Objetivo 1: Reproduzca el pasaje del texto sobre el significado de las palabras desde "Es enorme la" hasta "para que germinen.".
Objetivo 2: En el texto sobre el significado de las palabras, ¿de qué tipos de armas hablaban los mensajes que llegaban a cada receptor?
Objetivo 3: Indique si cada afirmación coincide con el texto sobre el significado de las palabras: (a) las palabras eran distintas aunque las armas fueran las mismas; (b) la justicia figura entre las palabras que significan cosas distintas según el receptor; (c) el ejemplo de la libre portación de armas ocurrió el año pasado.

Fragmento del texto:
══════

Una palabra, muchas palabras para este tiempo
Eduardo de la Serna
Una de las cosas maravillosas y a la vez ambiguas
que tiene la lengua es que hay palabras que todos entendemos, pero que para
cada grupo tiene un significado distinto. Totalmente distinto. La pregunta sería,
en ese caso, saber si realmente nos entendemos, pero a su vez, preguntarnos si
no puede ser usada por alguien para manipular, precisamente, las distintas
personas con las distintas comprensiones.
Un ejemplo que se repitió hace años es – a partir
del Big Data – la idea de la libre portación de armas. Por las redes
antisociales se insistía en que un candidato, a diferencia de otro, avalaba la
libre portación; pero, inmediatamente, según fuera cada receptor, llegaban
mensajes en los que se hablaba de armas de caza, de armas de tiro al blanco, de
armas de colección, de armas de defensa personal. Las armas eran distintas, las
palabras no. Y todos avalarían a aquel que les permitiera ejercer su “libertad”
de portarlas.
Es enorme la cantidad de palabras que significan
cosas distintas o ambiguas según el receptor… no todos decimos lo mismo al
decir vida, al decir paz, al decir libertad, al decir alegría, alma, esperanza,
verdad, justicia, derechos… Todas palabras demasiado fundamentales e
importantes, pero, cada quién, las llena de su propio barro para que germinen.

══════

Datos:
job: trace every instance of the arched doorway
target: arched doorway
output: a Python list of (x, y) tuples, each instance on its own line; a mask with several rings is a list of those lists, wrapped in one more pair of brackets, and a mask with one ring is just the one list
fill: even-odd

══════

Resultado esperado 1:
Es enorme la cantidad de palabras que significan
cosas distintas o ambiguas según el receptor… no todos decimos lo mismo al
decir vida, al decir paz, al decir libertad, al decir alegría, alma, esperanza,
verdad, justicia, derechos… Todas palabras demasiado fundamentales e
importantes, pero, cada quién, las llena de su propio barro para que germinen.

Resultado esperado 2: De armas de caza, de tiro al blanco, de colección y de defensa personal.

Resultado esperado 3:
(a) No: "Las armas eran distintas, las palabras no."
(b) Sí: "verdad, justicia, derechos…"
(c) No: "Un ejemplo que se repitió hace años"